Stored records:

________________________

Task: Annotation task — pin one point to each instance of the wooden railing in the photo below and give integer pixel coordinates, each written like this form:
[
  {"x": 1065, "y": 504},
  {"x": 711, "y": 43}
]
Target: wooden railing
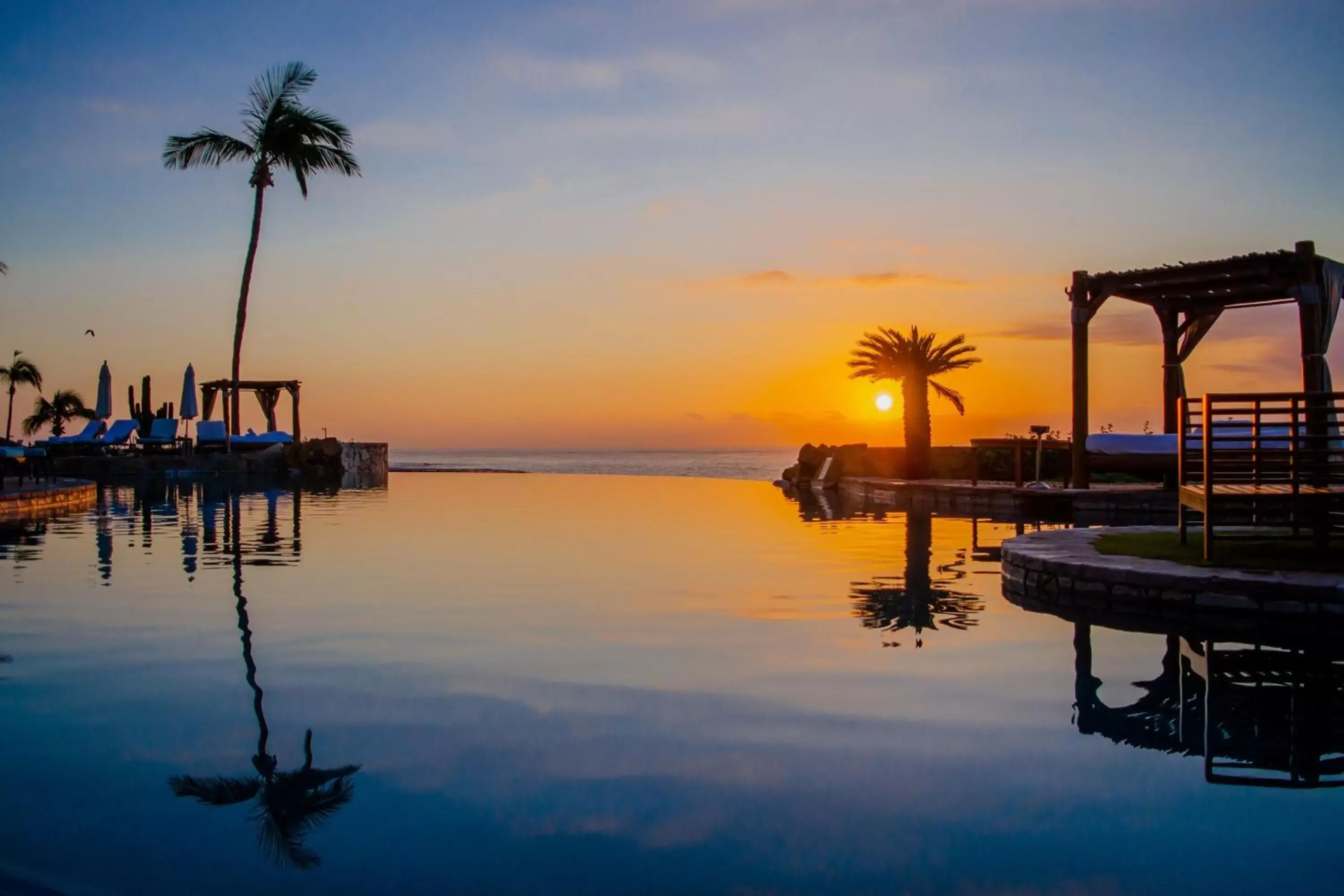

________________________

* [TASK REQUIREMENTS]
Make a copy of each line in the records above that has the word "wooden".

* [ANSWER SPACE]
Task: Annotation task — pin one point to each instance of the wooden railing in the photo below and give integer pixel coordinates, each written like this form:
Target: wooden railing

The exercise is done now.